Data -

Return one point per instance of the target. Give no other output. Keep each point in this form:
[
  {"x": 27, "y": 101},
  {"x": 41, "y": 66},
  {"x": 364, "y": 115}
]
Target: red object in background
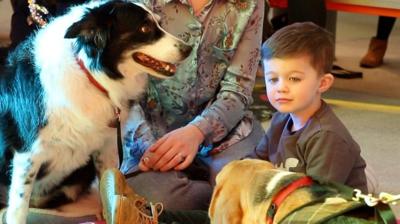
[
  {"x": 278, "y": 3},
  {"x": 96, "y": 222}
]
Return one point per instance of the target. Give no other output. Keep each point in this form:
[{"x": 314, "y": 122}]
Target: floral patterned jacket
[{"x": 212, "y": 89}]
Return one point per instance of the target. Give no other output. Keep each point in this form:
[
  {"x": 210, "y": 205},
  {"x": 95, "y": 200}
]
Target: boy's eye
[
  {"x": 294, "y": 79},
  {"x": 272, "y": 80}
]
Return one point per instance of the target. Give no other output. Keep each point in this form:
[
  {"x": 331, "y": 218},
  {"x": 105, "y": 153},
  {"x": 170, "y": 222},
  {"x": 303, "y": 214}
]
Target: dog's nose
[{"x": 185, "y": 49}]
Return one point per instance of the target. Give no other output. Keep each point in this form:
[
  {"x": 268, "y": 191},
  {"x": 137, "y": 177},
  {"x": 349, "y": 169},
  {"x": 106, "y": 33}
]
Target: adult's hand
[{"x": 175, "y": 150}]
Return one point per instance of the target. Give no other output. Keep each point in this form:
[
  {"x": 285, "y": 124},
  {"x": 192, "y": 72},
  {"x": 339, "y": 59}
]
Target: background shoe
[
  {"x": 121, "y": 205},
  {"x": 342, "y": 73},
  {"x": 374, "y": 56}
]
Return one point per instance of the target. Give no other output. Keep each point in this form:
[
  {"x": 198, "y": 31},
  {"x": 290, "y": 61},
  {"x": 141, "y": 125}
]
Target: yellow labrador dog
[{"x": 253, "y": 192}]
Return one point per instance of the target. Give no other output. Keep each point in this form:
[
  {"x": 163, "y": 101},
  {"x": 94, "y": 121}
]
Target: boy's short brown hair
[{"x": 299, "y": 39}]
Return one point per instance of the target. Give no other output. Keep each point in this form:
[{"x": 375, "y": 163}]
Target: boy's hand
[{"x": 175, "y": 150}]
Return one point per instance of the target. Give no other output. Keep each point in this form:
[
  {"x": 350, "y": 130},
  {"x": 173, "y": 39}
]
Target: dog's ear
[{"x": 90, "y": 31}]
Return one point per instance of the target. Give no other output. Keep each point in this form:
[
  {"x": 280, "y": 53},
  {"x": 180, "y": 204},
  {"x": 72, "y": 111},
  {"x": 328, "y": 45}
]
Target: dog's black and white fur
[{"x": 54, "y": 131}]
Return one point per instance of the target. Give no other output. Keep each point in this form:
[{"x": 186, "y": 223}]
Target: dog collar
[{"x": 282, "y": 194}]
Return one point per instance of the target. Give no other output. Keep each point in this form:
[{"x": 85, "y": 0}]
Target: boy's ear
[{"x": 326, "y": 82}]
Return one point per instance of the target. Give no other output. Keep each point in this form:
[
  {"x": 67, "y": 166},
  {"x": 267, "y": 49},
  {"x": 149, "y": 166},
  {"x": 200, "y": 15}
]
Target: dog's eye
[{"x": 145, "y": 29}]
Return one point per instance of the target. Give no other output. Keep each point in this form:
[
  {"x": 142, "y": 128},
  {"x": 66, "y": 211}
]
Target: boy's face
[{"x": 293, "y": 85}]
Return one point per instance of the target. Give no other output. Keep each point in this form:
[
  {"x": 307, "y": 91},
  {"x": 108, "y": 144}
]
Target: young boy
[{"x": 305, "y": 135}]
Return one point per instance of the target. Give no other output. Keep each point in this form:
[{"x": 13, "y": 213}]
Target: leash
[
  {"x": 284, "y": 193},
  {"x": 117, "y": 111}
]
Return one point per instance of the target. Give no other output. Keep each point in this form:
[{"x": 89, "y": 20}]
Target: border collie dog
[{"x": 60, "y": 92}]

Exercise directions -
All entries must be output exactly as they stand, and every picture must be left out.

Finished exercise -
Return one point per instance of the target. Give no other output. Keep each point in this form:
[
  {"x": 27, "y": 101},
  {"x": 41, "y": 66},
  {"x": 364, "y": 115}
]
Target: red object in background
[
  {"x": 278, "y": 3},
  {"x": 96, "y": 222}
]
Return one point per instance of the target. Give no other output. Keep each point in this form:
[{"x": 314, "y": 122}]
Target: floral patterned jacket
[{"x": 212, "y": 89}]
Return one point per instance of the target. Give no other output. Keep each point in this form:
[
  {"x": 210, "y": 205},
  {"x": 95, "y": 200}
]
Target: boy's eye
[
  {"x": 294, "y": 79},
  {"x": 272, "y": 80}
]
Return one point per instance of the target. Give no other output. Keep each point in this form:
[
  {"x": 331, "y": 218},
  {"x": 105, "y": 153},
  {"x": 170, "y": 222},
  {"x": 303, "y": 214}
]
Target: dog's nose
[{"x": 185, "y": 49}]
Return one point per instance of the target. Give no other output. Keep each point in this form:
[
  {"x": 268, "y": 191},
  {"x": 137, "y": 177},
  {"x": 349, "y": 169},
  {"x": 106, "y": 33}
]
Target: adult's hand
[{"x": 175, "y": 150}]
Return one point per instance of the target. Give no other output. Keep each point in this form:
[
  {"x": 285, "y": 124},
  {"x": 192, "y": 72},
  {"x": 339, "y": 59}
]
Target: background shoe
[
  {"x": 121, "y": 205},
  {"x": 342, "y": 73},
  {"x": 374, "y": 56}
]
Return one point per instance of the target. Give no other output. Keep each point in this form:
[
  {"x": 198, "y": 31},
  {"x": 290, "y": 61},
  {"x": 141, "y": 125}
]
Target: yellow labrador dog
[{"x": 253, "y": 192}]
Return one point per instance of the target. Give no other output. Keep each point in this form:
[
  {"x": 163, "y": 101},
  {"x": 94, "y": 121}
]
Target: boy's short brown hair
[{"x": 299, "y": 39}]
Return one point per instance of the target. Give no other output. Keep each point in this form:
[{"x": 375, "y": 163}]
Target: boy's hand
[{"x": 175, "y": 150}]
Return one point per instance of the target. Give no other output. Keep each point in this form:
[
  {"x": 350, "y": 130},
  {"x": 173, "y": 39}
]
Target: dog's ear
[{"x": 90, "y": 31}]
Return one point per instance of the target. Give no other output. Keep each point in this form:
[
  {"x": 280, "y": 53},
  {"x": 180, "y": 204},
  {"x": 72, "y": 111},
  {"x": 328, "y": 45}
]
Target: dog's black and white fur
[{"x": 54, "y": 131}]
Return one point per instance of the target. Give no other output. Keep each point in this form:
[{"x": 186, "y": 223}]
Target: dog collar
[{"x": 282, "y": 194}]
Return one point per instance of the target. Give no other output. Keep each point in this form:
[{"x": 85, "y": 0}]
Target: boy's ear
[{"x": 326, "y": 82}]
Return one point per instance of the target. Give no other output. Keep each point in this form:
[
  {"x": 67, "y": 166},
  {"x": 267, "y": 49},
  {"x": 149, "y": 166},
  {"x": 200, "y": 15}
]
Target: dog's eye
[{"x": 145, "y": 29}]
Return one point per instance of the target. Give no other output. Keep each point in this form:
[
  {"x": 142, "y": 128},
  {"x": 66, "y": 211}
]
Target: boy's face
[{"x": 293, "y": 85}]
Return one point per instance of the target. Give no other output. Keep each point in this form:
[
  {"x": 307, "y": 91},
  {"x": 108, "y": 144}
]
Target: young boy
[{"x": 305, "y": 135}]
Return one point per instance of the target. Give no other output. Keep each point in this form:
[{"x": 13, "y": 213}]
Target: leash
[
  {"x": 284, "y": 193},
  {"x": 117, "y": 111}
]
Return one point per instance of the target. Give no other output. Keep each point in this form:
[{"x": 89, "y": 20}]
Target: border collie dog
[{"x": 60, "y": 92}]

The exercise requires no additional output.